**Available data**
----

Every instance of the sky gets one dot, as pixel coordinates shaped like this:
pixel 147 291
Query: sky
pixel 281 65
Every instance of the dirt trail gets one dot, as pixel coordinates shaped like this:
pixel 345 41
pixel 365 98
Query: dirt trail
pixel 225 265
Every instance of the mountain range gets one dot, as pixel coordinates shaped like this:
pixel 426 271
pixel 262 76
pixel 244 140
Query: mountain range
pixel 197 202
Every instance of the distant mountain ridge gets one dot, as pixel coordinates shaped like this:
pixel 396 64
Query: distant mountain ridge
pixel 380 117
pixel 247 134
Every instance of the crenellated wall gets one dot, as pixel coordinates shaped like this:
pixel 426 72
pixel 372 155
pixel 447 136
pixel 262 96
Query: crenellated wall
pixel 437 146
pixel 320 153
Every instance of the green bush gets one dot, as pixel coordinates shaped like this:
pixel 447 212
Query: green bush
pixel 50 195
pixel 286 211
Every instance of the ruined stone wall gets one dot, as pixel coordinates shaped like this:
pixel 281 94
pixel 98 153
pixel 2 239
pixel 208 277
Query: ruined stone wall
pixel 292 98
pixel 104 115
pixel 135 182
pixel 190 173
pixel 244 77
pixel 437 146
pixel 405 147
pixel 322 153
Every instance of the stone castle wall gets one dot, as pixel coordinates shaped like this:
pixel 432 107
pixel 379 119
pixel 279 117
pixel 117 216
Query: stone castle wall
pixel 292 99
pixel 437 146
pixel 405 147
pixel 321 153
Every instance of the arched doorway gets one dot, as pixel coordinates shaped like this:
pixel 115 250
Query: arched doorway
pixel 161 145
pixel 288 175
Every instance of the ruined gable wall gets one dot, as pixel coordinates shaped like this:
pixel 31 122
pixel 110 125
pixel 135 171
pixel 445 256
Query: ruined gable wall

----

**Problem description**
Reproduce all of the records above, replacing every occurrence of "gets one dot" with "receives one point" and leaving everything else unchanged.

**Exercise result**
Every instance of the sky receives one point, as pixel coordinates shaped like this:
pixel 147 291
Query: sky
pixel 281 65
Every instance of the dirt trail receives one point, as pixel coordinates shaped like this:
pixel 345 41
pixel 365 98
Query: dirt trail
pixel 225 265
Every instance of the mountain range receives one point, as pixel coordinates shaped like this:
pixel 426 271
pixel 262 76
pixel 244 140
Query: mountain range
pixel 197 202
Every instance of the distant mountain ridge receives one point, as pixel coordinates shaped like this:
pixel 396 64
Query: distant mountain ridge
pixel 380 117
pixel 247 134
Every instance of the crenellated wall receives one point, as pixel coordinates shaped like this:
pixel 426 72
pixel 372 155
pixel 447 136
pixel 262 96
Query: crenellated wall
pixel 437 146
pixel 320 153
Every instance of the green bush receives one point, as pixel coordinates shaped like this:
pixel 447 212
Query: green bush
pixel 50 195
pixel 286 211
Every instance of the ruined stone wall receives one point, as pixel coordinates shaped like this:
pixel 281 94
pixel 98 153
pixel 2 239
pixel 208 277
Query: ruined stone wall
pixel 292 98
pixel 104 115
pixel 135 182
pixel 190 173
pixel 244 77
pixel 437 146
pixel 405 147
pixel 322 153
Every instance of the stone castle wall receives one point, as pixel coordinates shaped like this:
pixel 432 107
pixel 379 119
pixel 279 117
pixel 117 216
Query: stone castle wall
pixel 292 99
pixel 437 146
pixel 405 147
pixel 321 153
Every instance of the arched doorway receives one point, as pixel coordinates shaped like this:
pixel 115 250
Query: arched doorway
pixel 161 145
pixel 288 175
Every instance of the ruined gable wall receives one point, as pixel coordinates shaped like this:
pixel 31 122
pixel 110 125
pixel 135 171
pixel 445 256
Query: ruined gable wall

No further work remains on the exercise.